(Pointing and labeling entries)
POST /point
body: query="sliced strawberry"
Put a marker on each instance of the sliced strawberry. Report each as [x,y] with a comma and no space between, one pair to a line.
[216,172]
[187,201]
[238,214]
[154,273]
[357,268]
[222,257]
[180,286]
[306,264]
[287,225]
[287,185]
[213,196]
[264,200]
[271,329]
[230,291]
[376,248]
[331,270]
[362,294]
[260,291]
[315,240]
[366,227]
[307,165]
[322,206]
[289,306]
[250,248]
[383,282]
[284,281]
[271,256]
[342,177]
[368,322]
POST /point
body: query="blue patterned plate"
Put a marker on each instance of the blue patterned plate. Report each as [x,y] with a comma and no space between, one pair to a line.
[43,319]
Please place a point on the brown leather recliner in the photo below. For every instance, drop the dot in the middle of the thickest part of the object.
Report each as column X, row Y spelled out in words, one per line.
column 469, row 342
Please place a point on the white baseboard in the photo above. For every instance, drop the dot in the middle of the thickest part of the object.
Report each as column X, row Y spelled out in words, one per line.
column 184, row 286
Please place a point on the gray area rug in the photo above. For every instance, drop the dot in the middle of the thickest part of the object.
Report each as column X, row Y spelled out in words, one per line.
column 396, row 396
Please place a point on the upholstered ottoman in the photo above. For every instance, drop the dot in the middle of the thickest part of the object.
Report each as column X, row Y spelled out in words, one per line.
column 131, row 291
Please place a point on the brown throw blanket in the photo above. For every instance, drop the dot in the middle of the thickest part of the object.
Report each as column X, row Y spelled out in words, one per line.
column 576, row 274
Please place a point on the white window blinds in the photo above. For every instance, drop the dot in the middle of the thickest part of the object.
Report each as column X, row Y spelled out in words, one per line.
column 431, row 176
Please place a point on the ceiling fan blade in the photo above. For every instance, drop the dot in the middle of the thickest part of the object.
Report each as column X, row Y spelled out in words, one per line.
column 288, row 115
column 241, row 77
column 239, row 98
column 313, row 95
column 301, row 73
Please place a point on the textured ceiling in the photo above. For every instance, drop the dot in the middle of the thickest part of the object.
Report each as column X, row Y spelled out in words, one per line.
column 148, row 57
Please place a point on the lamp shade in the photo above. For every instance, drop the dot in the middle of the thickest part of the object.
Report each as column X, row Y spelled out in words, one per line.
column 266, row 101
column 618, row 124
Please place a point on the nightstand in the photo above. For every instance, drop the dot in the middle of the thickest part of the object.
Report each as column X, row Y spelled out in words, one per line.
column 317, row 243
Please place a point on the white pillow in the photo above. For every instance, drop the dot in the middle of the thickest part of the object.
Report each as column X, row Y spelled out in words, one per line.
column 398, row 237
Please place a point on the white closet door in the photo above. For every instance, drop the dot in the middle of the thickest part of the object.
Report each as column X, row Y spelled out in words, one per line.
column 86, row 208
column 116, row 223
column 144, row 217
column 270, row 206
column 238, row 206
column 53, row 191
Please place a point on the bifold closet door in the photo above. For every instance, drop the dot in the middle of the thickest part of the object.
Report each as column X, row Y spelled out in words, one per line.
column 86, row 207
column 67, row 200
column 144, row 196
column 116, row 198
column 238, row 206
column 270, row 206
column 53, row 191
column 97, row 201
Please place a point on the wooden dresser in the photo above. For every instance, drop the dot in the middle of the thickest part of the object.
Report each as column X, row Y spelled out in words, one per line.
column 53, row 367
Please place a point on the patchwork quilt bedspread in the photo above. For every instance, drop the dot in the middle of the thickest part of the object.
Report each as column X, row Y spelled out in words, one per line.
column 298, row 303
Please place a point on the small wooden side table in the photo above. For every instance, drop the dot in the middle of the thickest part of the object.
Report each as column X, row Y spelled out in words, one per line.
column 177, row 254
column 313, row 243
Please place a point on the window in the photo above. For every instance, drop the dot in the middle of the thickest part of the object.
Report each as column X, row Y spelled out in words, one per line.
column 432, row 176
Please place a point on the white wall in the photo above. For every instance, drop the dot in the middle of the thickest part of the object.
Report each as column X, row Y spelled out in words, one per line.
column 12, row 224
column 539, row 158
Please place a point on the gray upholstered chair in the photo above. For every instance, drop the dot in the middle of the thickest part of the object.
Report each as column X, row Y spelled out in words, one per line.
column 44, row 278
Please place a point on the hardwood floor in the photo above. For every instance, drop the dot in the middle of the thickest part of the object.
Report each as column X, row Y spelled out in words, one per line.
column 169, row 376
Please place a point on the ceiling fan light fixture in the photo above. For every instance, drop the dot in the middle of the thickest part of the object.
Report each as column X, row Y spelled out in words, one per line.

What the task requires:
All of the material above needs to be retyped word for word.

Task solution:
POST /point
body: query="sliced strawberry"
Put a marker on each instance of the sliced strawberry. Report each as [x,y] with a comma and no space between, one pair to a line.
[216,172]
[187,201]
[238,214]
[154,273]
[357,268]
[222,257]
[180,286]
[306,264]
[287,225]
[287,185]
[213,196]
[264,200]
[271,329]
[230,291]
[376,248]
[331,270]
[362,294]
[260,291]
[315,240]
[366,227]
[307,165]
[322,206]
[289,306]
[250,248]
[383,282]
[284,281]
[271,256]
[342,177]
[368,322]
POST /point
body: query="blue patterned plate"
Put a marker on each instance of the blue patterned plate. Report each as [x,y] with a comma and no space between, one pair to a line.
[43,319]
Please place a point on the brown leather recliner in the photo below. For every instance, drop the dot in the middle of the thickest part of the object.
Report each as column X, row Y spelled out in words, one per line.
column 469, row 342
Please place a point on the white baseboard in the photo above. For every instance, drop the dot in the middle of the thickest part of the object.
Report each as column X, row Y spelled out in words, one per line.
column 184, row 286
Please place a point on the gray area rug in the photo above. For every instance, drop the dot in the middle of the thickest part of the object.
Report each as column X, row Y spelled out in words, one per line.
column 396, row 396
Please place a point on the upholstered ottoman in the photo above. For every instance, drop the dot in the middle of the thickest part of the object.
Report each as column X, row Y spelled out in words, one per line.
column 131, row 291
Please place a point on the brown throw blanket in the photo above. For every instance, drop the dot in the middle of the thickest part of the object.
Report each as column X, row Y spelled out in words, one per line.
column 576, row 274
Please place a point on the white window blinds in the photo above. For every instance, drop the dot in the middle of the thickest part of the object.
Report each as column X, row Y spelled out in words, one per line.
column 431, row 176
Please place a point on the ceiling fan blade in the photo above. For every instance, drop the dot in the middle of the thickest part of the object.
Report each as column X, row Y spelled out in words, one per line.
column 288, row 115
column 241, row 77
column 239, row 98
column 313, row 95
column 301, row 73
Please place a point on the textured ceiling in the photo above. For every instance, drop the dot in the middle of the thickest part of the object.
Report each as column X, row Y spelled out in words, one per line.
column 148, row 57
Please place a point on the lamp shade in the photo above. For every instance, drop the dot in the middle of the thickest part of the object.
Report each as column X, row Y spelled out in words, one per line.
column 266, row 101
column 618, row 124
Please place a point on the nightstand in the photo above. For every instance, drop the dot in the middle of the thickest part of the object.
Report each as column X, row Y spelled out in words, one per line.
column 317, row 243
Please place a point on the white pillow in the photo above. For every instance, drop the dot in the middle of the thickest part of the object.
Report each as column X, row Y spelled out in words, one per line.
column 398, row 237
Please place a point on the white closet door in the photo above. For every instance, drop the dot in the middle of the thickest part of the object.
Report each as column X, row Y spelled out in words, one per line.
column 86, row 208
column 116, row 223
column 144, row 217
column 270, row 206
column 238, row 206
column 53, row 191
Please place a point on the bifold closet door in the photo above. For every instance, drop the dot in the middle of the thickest part of the object.
Report each as column X, row Y spelled out in words, one per line.
column 86, row 207
column 67, row 200
column 144, row 196
column 116, row 198
column 238, row 206
column 270, row 206
column 53, row 191
column 97, row 201
Please place a point on the wooden dresser in the photo above. For every instance, drop the dot in the middle of the thickest part of the object.
Report each as column X, row Y spelled out in words, one per line.
column 53, row 367
Please place a point on the patchwork quilt bedspread in the photo above. For every instance, drop the dot in the middle of the thickest part of the object.
Report each as column X, row Y spelled out in words, one per line.
column 298, row 303
Please place a point on the small wooden side table in the photo above. For every instance, drop the dot in the middle of the thickest part of the object.
Report each as column X, row Y spelled out in words, one per line.
column 177, row 254
column 313, row 243
Please place a point on the window in the photo above. For every instance, drop the dot in the middle of the thickest part of the object.
Report each as column X, row Y spelled out in words, one per line.
column 432, row 176
Please place a point on the white wall in the photo above. For every instance, drop the dot in the middle of the thickest part of the object.
Report each as column X, row Y spelled out in words, one per line.
column 12, row 224
column 539, row 158
Please place a point on the gray upholstered chair in the photo above. For every instance, drop the dot in the middle of the thickest part of the object.
Report each as column X, row Y spelled out in words, one per line.
column 44, row 278
Please place a point on the hardwood floor in the photo above. For every instance, drop the dot in the middle of the thickest part of the object.
Report each as column X, row Y spelled out in words, one per line.
column 169, row 376
Please place a point on the ceiling fan light fixture in the photo above. For every instance, drop the dot in the middle of the thickest part of the object.
Report each as column X, row Y spelled out in words, one per line.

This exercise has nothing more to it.